- _TASK PROMPT_
Count the lines in the items below that contain the word "this". Give only the number.

- _RECORDED DATA_
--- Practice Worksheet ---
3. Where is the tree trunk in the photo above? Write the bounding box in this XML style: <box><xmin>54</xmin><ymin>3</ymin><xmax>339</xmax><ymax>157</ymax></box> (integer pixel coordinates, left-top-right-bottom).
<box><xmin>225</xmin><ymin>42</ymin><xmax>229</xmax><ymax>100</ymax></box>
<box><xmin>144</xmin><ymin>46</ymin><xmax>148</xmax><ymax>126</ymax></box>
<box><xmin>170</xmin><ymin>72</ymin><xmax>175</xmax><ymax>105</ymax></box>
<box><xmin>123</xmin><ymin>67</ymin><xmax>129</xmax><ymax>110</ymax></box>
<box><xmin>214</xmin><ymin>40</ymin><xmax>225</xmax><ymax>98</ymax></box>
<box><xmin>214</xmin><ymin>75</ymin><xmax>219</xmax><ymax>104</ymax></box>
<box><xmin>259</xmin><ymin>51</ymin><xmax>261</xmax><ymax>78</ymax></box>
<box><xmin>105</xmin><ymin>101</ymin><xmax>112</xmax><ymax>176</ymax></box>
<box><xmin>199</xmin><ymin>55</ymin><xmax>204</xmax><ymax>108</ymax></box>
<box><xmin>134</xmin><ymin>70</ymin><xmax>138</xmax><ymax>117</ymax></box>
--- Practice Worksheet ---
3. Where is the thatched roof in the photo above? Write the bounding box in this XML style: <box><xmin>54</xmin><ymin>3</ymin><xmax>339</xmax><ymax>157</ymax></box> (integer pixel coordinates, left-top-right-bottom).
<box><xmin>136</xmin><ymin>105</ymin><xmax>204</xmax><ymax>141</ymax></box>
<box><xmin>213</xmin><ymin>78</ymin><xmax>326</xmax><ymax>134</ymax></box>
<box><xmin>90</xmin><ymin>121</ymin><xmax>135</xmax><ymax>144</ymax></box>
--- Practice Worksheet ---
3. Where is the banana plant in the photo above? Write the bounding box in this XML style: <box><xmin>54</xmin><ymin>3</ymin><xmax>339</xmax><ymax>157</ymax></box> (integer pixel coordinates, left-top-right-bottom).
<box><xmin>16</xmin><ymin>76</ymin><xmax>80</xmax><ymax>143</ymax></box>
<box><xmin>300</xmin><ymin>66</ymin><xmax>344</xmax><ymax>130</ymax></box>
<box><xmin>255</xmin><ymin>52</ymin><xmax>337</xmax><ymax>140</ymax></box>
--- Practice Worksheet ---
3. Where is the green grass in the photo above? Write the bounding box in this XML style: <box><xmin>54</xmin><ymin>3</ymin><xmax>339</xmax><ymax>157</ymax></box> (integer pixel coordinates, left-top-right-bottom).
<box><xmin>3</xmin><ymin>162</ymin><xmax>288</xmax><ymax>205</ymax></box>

--

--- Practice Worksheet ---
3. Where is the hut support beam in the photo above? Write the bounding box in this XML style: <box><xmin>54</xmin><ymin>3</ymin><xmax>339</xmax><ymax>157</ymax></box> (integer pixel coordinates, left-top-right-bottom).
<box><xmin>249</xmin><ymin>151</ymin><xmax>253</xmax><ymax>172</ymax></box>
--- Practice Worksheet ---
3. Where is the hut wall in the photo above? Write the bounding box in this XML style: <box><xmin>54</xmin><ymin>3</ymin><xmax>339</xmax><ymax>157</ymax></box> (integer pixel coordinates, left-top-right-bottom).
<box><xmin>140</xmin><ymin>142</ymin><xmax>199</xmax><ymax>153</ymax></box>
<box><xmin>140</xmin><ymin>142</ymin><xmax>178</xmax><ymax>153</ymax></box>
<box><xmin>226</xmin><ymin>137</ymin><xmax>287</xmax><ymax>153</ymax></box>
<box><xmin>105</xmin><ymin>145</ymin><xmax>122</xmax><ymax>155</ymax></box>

- _EXERCISE OUTPUT_
6